------ Entries supplied ------

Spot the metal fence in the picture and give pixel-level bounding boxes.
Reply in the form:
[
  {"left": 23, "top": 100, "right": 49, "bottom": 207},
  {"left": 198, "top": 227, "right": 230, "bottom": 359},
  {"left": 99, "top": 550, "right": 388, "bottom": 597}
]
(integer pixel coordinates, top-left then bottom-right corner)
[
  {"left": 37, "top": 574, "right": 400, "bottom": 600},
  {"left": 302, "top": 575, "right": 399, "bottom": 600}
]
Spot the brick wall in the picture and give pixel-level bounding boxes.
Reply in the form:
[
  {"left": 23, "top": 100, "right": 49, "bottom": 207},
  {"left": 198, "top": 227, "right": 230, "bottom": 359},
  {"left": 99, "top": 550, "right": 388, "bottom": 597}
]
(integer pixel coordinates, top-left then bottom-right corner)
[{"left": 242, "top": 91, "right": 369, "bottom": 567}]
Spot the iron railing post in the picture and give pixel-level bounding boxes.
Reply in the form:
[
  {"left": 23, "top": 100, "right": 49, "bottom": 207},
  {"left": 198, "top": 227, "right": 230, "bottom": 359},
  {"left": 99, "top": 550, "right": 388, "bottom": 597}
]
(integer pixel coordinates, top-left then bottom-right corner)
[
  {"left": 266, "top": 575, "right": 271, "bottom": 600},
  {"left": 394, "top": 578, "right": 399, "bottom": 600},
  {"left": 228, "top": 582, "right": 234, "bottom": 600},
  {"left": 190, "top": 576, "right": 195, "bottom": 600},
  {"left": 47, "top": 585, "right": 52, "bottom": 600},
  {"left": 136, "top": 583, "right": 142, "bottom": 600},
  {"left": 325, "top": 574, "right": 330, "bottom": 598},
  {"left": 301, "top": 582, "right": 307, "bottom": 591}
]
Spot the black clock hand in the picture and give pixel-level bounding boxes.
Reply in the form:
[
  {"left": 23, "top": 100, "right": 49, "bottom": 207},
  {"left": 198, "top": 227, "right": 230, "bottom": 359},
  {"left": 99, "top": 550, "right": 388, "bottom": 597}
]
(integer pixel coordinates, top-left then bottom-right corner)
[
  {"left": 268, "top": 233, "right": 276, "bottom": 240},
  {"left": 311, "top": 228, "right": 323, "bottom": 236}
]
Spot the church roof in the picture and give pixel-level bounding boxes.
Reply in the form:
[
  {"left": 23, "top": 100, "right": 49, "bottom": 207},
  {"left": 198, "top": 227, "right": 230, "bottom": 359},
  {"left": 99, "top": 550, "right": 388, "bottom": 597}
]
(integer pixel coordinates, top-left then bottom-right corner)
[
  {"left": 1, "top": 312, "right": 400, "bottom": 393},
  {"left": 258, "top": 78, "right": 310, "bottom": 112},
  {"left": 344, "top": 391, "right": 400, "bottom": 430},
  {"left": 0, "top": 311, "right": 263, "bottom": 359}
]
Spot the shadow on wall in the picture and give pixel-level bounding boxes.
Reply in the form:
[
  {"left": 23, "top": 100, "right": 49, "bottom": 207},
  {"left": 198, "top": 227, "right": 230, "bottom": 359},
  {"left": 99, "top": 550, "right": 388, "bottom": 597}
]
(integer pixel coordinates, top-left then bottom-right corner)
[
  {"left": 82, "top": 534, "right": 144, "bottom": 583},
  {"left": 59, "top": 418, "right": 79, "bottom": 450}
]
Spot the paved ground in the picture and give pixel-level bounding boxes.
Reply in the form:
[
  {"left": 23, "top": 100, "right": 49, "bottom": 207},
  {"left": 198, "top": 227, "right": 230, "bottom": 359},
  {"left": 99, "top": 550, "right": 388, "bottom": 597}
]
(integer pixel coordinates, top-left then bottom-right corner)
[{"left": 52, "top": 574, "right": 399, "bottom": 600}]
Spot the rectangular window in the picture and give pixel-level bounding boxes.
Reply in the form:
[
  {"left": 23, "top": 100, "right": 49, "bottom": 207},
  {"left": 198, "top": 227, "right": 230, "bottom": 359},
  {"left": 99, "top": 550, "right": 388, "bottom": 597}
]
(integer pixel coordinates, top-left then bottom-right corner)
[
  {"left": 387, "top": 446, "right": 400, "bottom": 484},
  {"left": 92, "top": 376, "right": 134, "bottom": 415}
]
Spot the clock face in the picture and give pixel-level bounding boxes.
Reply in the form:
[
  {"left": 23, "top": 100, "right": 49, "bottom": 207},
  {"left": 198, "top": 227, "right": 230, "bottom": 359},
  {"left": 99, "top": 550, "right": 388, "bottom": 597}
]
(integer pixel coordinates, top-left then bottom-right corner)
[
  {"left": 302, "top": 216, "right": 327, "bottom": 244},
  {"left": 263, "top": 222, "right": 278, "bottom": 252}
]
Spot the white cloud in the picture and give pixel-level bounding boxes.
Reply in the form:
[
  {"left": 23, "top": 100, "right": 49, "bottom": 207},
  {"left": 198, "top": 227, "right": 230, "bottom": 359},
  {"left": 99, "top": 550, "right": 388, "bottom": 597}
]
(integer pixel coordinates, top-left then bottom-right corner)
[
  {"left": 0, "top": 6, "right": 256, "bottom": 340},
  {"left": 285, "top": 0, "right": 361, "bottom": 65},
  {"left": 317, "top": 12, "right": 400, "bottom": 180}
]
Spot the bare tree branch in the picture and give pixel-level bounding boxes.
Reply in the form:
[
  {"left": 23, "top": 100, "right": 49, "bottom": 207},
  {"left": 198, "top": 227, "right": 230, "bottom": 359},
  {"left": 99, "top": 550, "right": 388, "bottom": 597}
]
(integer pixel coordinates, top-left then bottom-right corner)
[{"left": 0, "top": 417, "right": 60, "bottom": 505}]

------

■ Problem requirements
What is needed is an exact copy of all the data above.

■ Output for this exercise
Spot the metal fence in the picture and give pixel-level bounding boxes.
Reply in the form:
[
  {"left": 23, "top": 100, "right": 49, "bottom": 207},
  {"left": 198, "top": 227, "right": 230, "bottom": 359},
  {"left": 99, "top": 550, "right": 388, "bottom": 597}
]
(integer pixel coordinates, top-left then bottom-right corner)
[
  {"left": 37, "top": 574, "right": 400, "bottom": 600},
  {"left": 302, "top": 575, "right": 399, "bottom": 600}
]
Spot the brick wall in the picture and give pixel-level bounding boxes.
Reply in the form:
[
  {"left": 23, "top": 100, "right": 49, "bottom": 207},
  {"left": 198, "top": 227, "right": 230, "bottom": 359},
  {"left": 99, "top": 550, "right": 388, "bottom": 597}
]
(integer pixel coordinates, top-left then bottom-right corner)
[{"left": 242, "top": 91, "right": 369, "bottom": 567}]
Spot the iron railing post in the picture and give pixel-level bounding boxes.
Reply in the form:
[
  {"left": 23, "top": 100, "right": 49, "bottom": 207},
  {"left": 198, "top": 227, "right": 230, "bottom": 359},
  {"left": 99, "top": 550, "right": 388, "bottom": 597}
]
(integer pixel coordinates, top-left then bottom-right corner)
[
  {"left": 266, "top": 575, "right": 271, "bottom": 600},
  {"left": 394, "top": 578, "right": 399, "bottom": 600},
  {"left": 228, "top": 582, "right": 234, "bottom": 600},
  {"left": 190, "top": 576, "right": 195, "bottom": 600},
  {"left": 47, "top": 585, "right": 52, "bottom": 600},
  {"left": 136, "top": 583, "right": 142, "bottom": 600},
  {"left": 325, "top": 574, "right": 330, "bottom": 598},
  {"left": 301, "top": 582, "right": 307, "bottom": 591}
]
Spot the black clock hand in the picture and give pixel-level bounding boxes.
Reply in the form:
[
  {"left": 23, "top": 100, "right": 49, "bottom": 207},
  {"left": 198, "top": 227, "right": 230, "bottom": 359},
  {"left": 99, "top": 550, "right": 388, "bottom": 597}
]
(integer pixel coordinates, top-left then bottom-right corner)
[
  {"left": 268, "top": 233, "right": 276, "bottom": 240},
  {"left": 311, "top": 228, "right": 323, "bottom": 236}
]
Spot the church roof in the picture and give pixel-level bounding boxes.
Reply in the form:
[
  {"left": 23, "top": 100, "right": 49, "bottom": 207},
  {"left": 198, "top": 227, "right": 230, "bottom": 359},
  {"left": 99, "top": 550, "right": 388, "bottom": 597}
]
(integer pixel coordinates, top-left then bottom-right corner)
[
  {"left": 1, "top": 312, "right": 400, "bottom": 393},
  {"left": 258, "top": 78, "right": 310, "bottom": 112},
  {"left": 344, "top": 391, "right": 400, "bottom": 430},
  {"left": 0, "top": 311, "right": 263, "bottom": 359}
]
Spot the shadow on wall in the picture and give pixel-level bounding boxes.
Reply in the form:
[
  {"left": 23, "top": 100, "right": 49, "bottom": 207},
  {"left": 198, "top": 227, "right": 230, "bottom": 359},
  {"left": 99, "top": 550, "right": 388, "bottom": 597}
]
(integer pixel coordinates, top-left then bottom-right corner)
[
  {"left": 82, "top": 534, "right": 144, "bottom": 583},
  {"left": 59, "top": 418, "right": 79, "bottom": 450}
]
Spot the paved ground in the picture and give pixel-level bounding boxes.
Reply in the form:
[
  {"left": 23, "top": 100, "right": 49, "bottom": 207},
  {"left": 198, "top": 227, "right": 230, "bottom": 359},
  {"left": 99, "top": 550, "right": 388, "bottom": 597}
]
(integer pixel coordinates, top-left then bottom-right corner)
[{"left": 52, "top": 574, "right": 399, "bottom": 600}]
Spot the rectangular window in the picture and give pixel-level bounding boxes.
Reply in the form:
[
  {"left": 23, "top": 100, "right": 49, "bottom": 207},
  {"left": 198, "top": 227, "right": 230, "bottom": 359},
  {"left": 99, "top": 550, "right": 388, "bottom": 597}
]
(integer pixel coordinates, top-left then bottom-right corner)
[
  {"left": 387, "top": 446, "right": 400, "bottom": 484},
  {"left": 92, "top": 376, "right": 134, "bottom": 415}
]
Spot the clock face in the picture and give pixel-level bounding boxes.
Reply in the form:
[
  {"left": 23, "top": 100, "right": 49, "bottom": 207},
  {"left": 198, "top": 227, "right": 230, "bottom": 359},
  {"left": 99, "top": 550, "right": 388, "bottom": 597}
]
(integer pixel coordinates, top-left then bottom-right corner)
[
  {"left": 302, "top": 216, "right": 327, "bottom": 244},
  {"left": 263, "top": 222, "right": 278, "bottom": 252}
]
Spot the white cloud in the picture and give pixel-level bounding boxes.
Reply in the form:
[
  {"left": 23, "top": 100, "right": 49, "bottom": 207},
  {"left": 198, "top": 227, "right": 230, "bottom": 359},
  {"left": 99, "top": 550, "right": 388, "bottom": 597}
]
(integer pixel coordinates, top-left then bottom-right corner)
[
  {"left": 0, "top": 6, "right": 256, "bottom": 340},
  {"left": 285, "top": 0, "right": 361, "bottom": 65},
  {"left": 317, "top": 12, "right": 400, "bottom": 180}
]
Spot the bare tree branch in the picture and give pixel-level bounding boxes.
Reply in the form:
[
  {"left": 23, "top": 100, "right": 49, "bottom": 207},
  {"left": 198, "top": 227, "right": 230, "bottom": 359},
  {"left": 99, "top": 550, "right": 388, "bottom": 597}
]
(integer pixel coordinates, top-left then bottom-right corner)
[{"left": 0, "top": 417, "right": 60, "bottom": 505}]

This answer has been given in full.